**SUPPLIED TEXT**
═══
BEST MATERIAL FOR DRESS.

In all seasons of the year, and in all climates, the best material for dress, for old and young, for strong and weak, is woollen. It is the poorest conductor of heat, and therefore secures the most equable temperature. This is the principal object of dress. The superiority of woollen clothing for babes is even greater in July than in January. In the warmest days a single thickness of soft flannel will suffice. But if linen or cotton be worn, the garment is soon moistened by perspiration, and two or three additional thicknesses are needed to protect the child against the ill-effects of a draught.

In warm weather we find it necessary to wear woollen garments in the gymnasium, as a protection against a chill from draughts while perspiring. Our soldiers in the South find flannel their best friend, securing them against the extremes and exposures of their camp and field life. Blacksmiths, glass-blowers, furnace-men, and others exposed to the highest temperatures, find woollen indispensable.

Few practices will do so much to secure the comfort and protect the health of young children as dressing them in flannel night and day, the year round. It may be objected that flannel irritates a delicate skin. This is often so, as the skin is now treated. But there is no baby's skin so thin and delicate that daily bathing and faithful friction may not remove this extreme susceptibility. And as the skin is the organ upon which the outer world makes its impressions, nothing is more important than that all morbid susceptibility should be removed.

An additional advantage in the use of flannel is, that it serves by its mechanical effect to keep up a healthy surface circulation, which is one of the vital conditions of health. The skin and the lungs act and react upon each other more directly, if possible, than any other two organs of the body. Children born with a predisposition to consumption especially need a vigorous treatment of the skin.
═══
**PROVIDED MATERIAL**
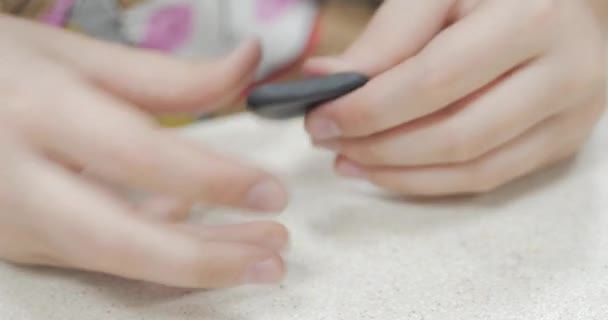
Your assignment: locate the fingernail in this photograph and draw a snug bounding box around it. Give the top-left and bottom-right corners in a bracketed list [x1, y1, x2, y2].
[247, 181, 286, 212]
[309, 118, 342, 141]
[245, 258, 283, 284]
[312, 140, 340, 152]
[303, 56, 351, 76]
[336, 161, 366, 179]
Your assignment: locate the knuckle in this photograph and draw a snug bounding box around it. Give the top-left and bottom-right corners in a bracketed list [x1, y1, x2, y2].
[336, 90, 382, 135]
[417, 57, 461, 97]
[526, 0, 561, 29]
[439, 125, 477, 163]
[342, 142, 388, 165]
[463, 164, 502, 194]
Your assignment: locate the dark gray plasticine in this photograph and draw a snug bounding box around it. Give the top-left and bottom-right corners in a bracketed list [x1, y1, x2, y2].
[247, 72, 369, 120]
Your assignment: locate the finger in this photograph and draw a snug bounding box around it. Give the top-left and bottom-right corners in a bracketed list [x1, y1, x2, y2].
[182, 222, 289, 251]
[333, 61, 588, 166]
[22, 76, 287, 211]
[9, 16, 261, 113]
[15, 162, 283, 288]
[307, 1, 550, 140]
[135, 196, 194, 222]
[336, 103, 603, 196]
[304, 0, 455, 76]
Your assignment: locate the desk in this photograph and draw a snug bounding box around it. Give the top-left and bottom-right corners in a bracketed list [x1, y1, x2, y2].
[0, 1, 608, 320]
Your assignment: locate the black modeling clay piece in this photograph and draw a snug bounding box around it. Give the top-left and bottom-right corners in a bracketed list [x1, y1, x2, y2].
[247, 73, 369, 119]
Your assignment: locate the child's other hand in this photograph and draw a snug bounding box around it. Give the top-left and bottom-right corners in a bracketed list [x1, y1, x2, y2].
[306, 0, 606, 196]
[0, 16, 287, 288]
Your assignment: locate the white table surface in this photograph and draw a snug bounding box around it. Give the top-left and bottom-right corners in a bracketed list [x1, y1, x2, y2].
[0, 112, 608, 320]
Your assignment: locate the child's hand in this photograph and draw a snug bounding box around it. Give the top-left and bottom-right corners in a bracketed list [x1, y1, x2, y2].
[306, 0, 606, 195]
[0, 16, 287, 288]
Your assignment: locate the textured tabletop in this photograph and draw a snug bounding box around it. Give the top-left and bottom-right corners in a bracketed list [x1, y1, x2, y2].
[0, 116, 608, 320]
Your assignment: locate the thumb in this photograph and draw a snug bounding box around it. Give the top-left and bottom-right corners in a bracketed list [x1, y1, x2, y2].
[16, 16, 261, 113]
[304, 0, 454, 76]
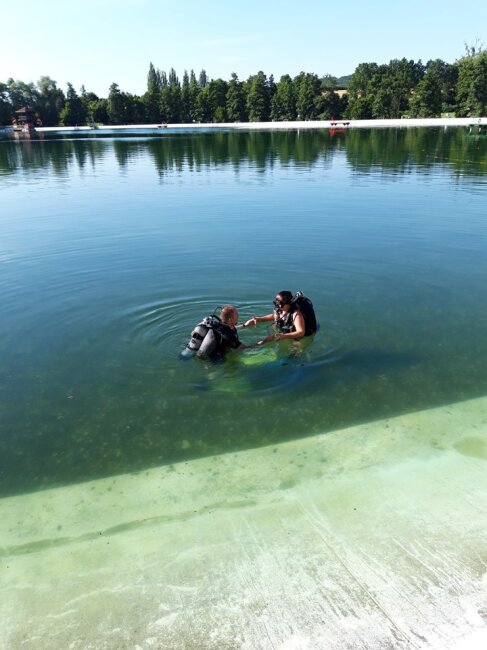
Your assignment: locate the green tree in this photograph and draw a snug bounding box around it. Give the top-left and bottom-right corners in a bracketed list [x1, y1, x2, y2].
[409, 72, 443, 117]
[159, 68, 181, 124]
[226, 72, 247, 122]
[271, 74, 296, 122]
[181, 70, 192, 124]
[7, 78, 39, 111]
[0, 82, 14, 125]
[316, 90, 347, 120]
[426, 59, 458, 112]
[198, 70, 208, 88]
[189, 70, 201, 122]
[208, 79, 228, 122]
[107, 83, 128, 124]
[37, 77, 66, 126]
[294, 72, 321, 120]
[60, 82, 86, 126]
[347, 63, 381, 120]
[456, 50, 487, 117]
[247, 70, 271, 122]
[195, 86, 213, 124]
[143, 63, 162, 124]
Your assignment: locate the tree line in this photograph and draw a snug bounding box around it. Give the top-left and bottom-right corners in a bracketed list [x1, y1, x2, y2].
[0, 48, 487, 126]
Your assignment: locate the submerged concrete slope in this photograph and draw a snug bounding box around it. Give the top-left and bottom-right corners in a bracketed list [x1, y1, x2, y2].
[0, 399, 487, 650]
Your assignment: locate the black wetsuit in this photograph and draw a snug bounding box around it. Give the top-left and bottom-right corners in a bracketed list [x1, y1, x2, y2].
[274, 310, 296, 334]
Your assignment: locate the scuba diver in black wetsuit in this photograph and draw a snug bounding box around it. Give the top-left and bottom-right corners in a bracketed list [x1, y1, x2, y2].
[180, 305, 247, 361]
[244, 291, 318, 345]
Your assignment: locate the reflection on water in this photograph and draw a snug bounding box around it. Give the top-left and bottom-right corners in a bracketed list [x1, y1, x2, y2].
[0, 128, 487, 176]
[0, 129, 487, 494]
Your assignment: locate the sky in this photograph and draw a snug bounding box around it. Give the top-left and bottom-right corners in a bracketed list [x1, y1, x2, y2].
[0, 0, 487, 97]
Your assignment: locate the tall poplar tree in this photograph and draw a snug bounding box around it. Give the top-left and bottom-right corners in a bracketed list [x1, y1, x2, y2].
[144, 63, 161, 124]
[226, 72, 247, 122]
[60, 82, 86, 126]
[247, 70, 271, 122]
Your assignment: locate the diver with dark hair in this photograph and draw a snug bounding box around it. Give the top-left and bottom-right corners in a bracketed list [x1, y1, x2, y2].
[180, 305, 247, 361]
[244, 291, 318, 345]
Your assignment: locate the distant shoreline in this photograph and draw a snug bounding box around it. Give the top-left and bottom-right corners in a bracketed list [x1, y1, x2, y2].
[36, 117, 487, 133]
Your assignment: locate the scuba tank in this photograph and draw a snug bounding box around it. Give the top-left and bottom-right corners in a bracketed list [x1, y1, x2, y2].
[179, 310, 221, 359]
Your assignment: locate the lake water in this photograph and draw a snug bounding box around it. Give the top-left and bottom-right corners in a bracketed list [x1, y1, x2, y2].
[0, 129, 487, 496]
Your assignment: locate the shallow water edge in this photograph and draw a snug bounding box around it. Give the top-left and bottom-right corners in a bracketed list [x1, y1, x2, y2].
[0, 398, 487, 650]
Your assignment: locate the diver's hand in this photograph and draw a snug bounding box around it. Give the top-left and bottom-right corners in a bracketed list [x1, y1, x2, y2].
[255, 334, 279, 345]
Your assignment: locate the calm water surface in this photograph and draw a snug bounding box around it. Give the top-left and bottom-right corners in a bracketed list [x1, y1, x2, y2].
[0, 129, 487, 495]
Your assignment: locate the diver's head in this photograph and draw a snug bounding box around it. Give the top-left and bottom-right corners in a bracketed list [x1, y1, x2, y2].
[272, 291, 293, 311]
[220, 305, 238, 327]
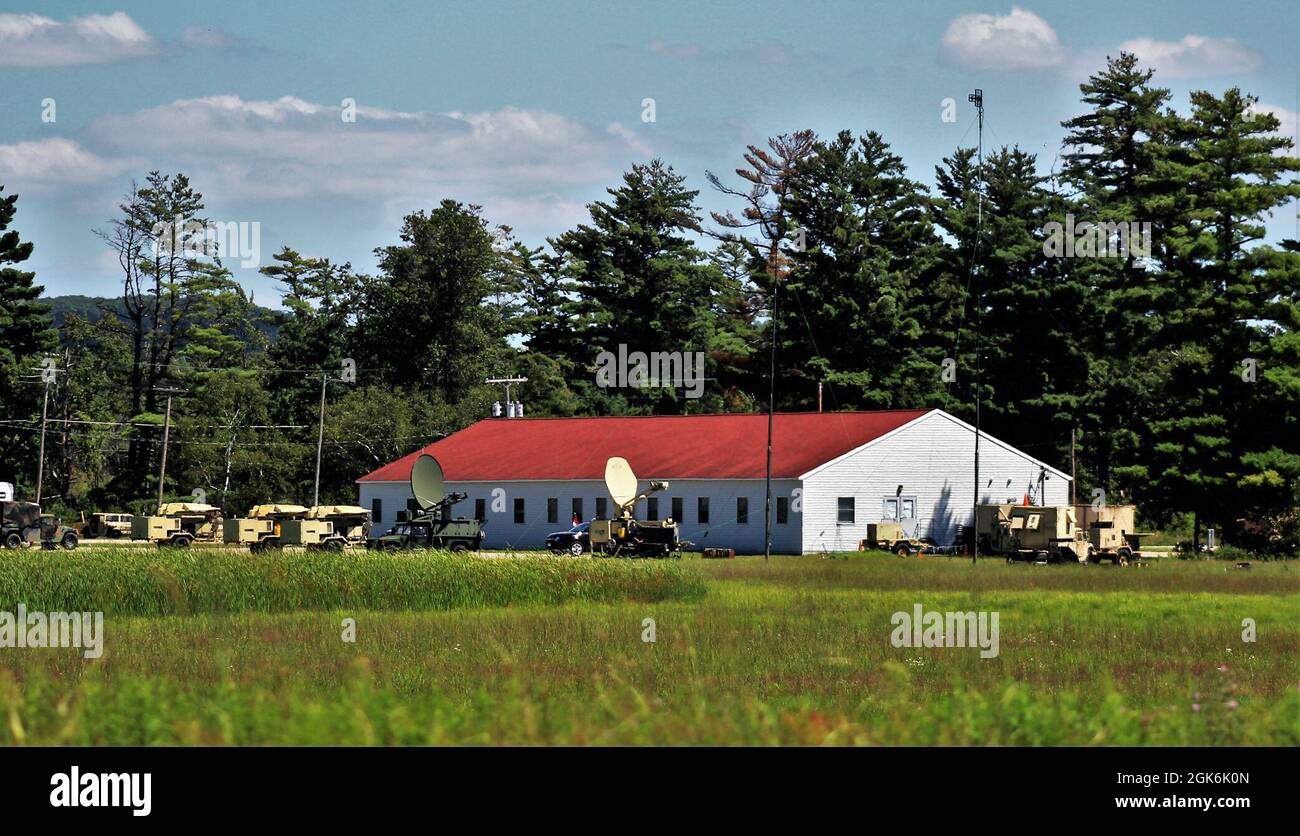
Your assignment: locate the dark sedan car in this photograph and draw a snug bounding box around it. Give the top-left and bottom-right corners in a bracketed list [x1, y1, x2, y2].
[546, 523, 592, 556]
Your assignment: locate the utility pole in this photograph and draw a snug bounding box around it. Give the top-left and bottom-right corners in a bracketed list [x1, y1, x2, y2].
[1070, 426, 1079, 504]
[763, 245, 781, 562]
[159, 389, 182, 508]
[966, 87, 984, 564]
[36, 356, 66, 504]
[36, 380, 49, 504]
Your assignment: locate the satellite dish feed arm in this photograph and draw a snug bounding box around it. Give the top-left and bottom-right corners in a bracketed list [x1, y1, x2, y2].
[619, 482, 668, 516]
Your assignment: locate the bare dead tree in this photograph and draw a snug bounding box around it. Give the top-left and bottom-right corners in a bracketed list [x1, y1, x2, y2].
[705, 130, 816, 560]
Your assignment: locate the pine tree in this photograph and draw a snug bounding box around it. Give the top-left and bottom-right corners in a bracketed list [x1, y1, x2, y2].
[780, 131, 940, 410]
[1139, 88, 1300, 543]
[1053, 52, 1180, 499]
[551, 160, 723, 413]
[0, 186, 59, 494]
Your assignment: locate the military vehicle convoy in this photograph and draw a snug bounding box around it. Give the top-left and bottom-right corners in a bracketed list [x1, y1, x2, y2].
[367, 455, 484, 553]
[0, 501, 79, 551]
[975, 504, 1143, 566]
[589, 456, 689, 558]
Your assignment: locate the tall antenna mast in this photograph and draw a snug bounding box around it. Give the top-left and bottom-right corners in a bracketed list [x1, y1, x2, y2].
[966, 87, 984, 564]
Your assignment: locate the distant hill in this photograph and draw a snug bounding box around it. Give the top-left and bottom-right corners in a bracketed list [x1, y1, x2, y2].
[42, 295, 277, 339]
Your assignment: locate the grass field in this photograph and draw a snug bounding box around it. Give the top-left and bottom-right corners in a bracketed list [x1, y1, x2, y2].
[0, 549, 1300, 745]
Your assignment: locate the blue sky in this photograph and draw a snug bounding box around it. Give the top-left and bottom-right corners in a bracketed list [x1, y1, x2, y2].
[0, 0, 1300, 304]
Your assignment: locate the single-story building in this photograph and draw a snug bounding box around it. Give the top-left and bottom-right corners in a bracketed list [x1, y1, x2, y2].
[358, 410, 1070, 554]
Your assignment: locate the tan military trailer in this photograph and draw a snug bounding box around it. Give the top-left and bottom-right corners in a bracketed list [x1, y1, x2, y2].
═══
**EXERCISE INSTRUCTIONS**
Write out the text on the best material for dress again word for word, in full.

**RESULT OF THIS TASK**
BEST MATERIAL FOR DRESS.

In all seasons of the year, and in all climates, the best material for dress, for old and young, for strong and weak, is woollen. It is the poorest conductor of heat, and therefore secures the most equable temperature. This is the principal object of dress. The superiority of woollen clothing for babes is even greater in July than in January. In the warmest days a single thickness of soft flannel will suffice. But if linen or cotton be worn, the garment is soon moistened by perspiration, and two or three additional thicknesses are needed to protect the child against the ill-effects of a draught.

In warm weather we find it necessary to wear woollen garments in the gymnasium, as a protection against a chill from draughts while perspiring. Our soldiers in the South find flannel their best friend, securing them against the extremes and exposures of their camp and field life. Blacksmiths, glass-blowers, furnace-men, and others exposed to the highest temperatures, find woollen indispensable.

Few practices will do so much to secure the comfort and protect the health of young children as dressing them in flannel night and day, the year round. It may be objected that flannel irritates a delicate skin. This is often so, as the skin is now treated. But there is no baby's skin so thin and delicate that daily bathing and faithful friction may not remove this extreme susceptibility. And as the skin is the organ upon which the outer world makes its impressions, nothing is more important than that all morbid susceptibility should be removed.

An additional advantage in the use of flannel is, that it serves by its mechanical effect to keep up a healthy surface circulation, which is one of the vital conditions of health. The skin and the lungs act and react upon each other more directly, if possible, than any other two organs of the body. Children born with a predisposition to consumption especially need a vigorous treatment of the skin.